◆ WORK ORDER:
Keep only the lines of the listing that include the word "instance", and copy them.

◆ TASK INPUTS:
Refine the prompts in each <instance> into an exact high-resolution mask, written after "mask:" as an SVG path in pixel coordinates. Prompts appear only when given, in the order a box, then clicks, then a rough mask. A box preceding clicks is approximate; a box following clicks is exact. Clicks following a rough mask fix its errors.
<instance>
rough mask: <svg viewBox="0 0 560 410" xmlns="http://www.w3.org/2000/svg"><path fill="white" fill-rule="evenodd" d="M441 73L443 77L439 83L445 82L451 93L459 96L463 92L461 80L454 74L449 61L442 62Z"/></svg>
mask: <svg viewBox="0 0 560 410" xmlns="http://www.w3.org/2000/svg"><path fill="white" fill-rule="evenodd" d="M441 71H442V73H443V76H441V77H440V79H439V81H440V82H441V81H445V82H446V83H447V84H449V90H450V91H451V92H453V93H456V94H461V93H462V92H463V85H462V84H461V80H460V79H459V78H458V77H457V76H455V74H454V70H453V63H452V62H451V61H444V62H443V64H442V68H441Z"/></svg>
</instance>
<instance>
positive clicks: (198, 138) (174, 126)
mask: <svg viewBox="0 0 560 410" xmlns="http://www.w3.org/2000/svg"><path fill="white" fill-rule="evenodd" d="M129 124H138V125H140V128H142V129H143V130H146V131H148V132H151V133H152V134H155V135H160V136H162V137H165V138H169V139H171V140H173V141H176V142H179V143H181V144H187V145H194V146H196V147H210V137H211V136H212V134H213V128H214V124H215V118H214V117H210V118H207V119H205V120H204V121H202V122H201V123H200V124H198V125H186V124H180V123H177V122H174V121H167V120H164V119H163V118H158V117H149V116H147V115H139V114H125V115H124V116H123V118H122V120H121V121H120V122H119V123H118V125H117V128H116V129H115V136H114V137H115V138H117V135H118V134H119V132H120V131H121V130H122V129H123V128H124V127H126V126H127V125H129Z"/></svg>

◆ RESPONSE TO THIS EXERCISE:
Refine the prompts in each <instance> into an exact high-resolution mask, written after "mask:" as an SVG path in pixel coordinates. Prompts appear only when given, in the order a box, then clicks, then a rough mask. A box preceding clicks is approximate; a box following clicks is exact. Clicks following a rough mask fix its errors.
<instance>
</instance>
<instance>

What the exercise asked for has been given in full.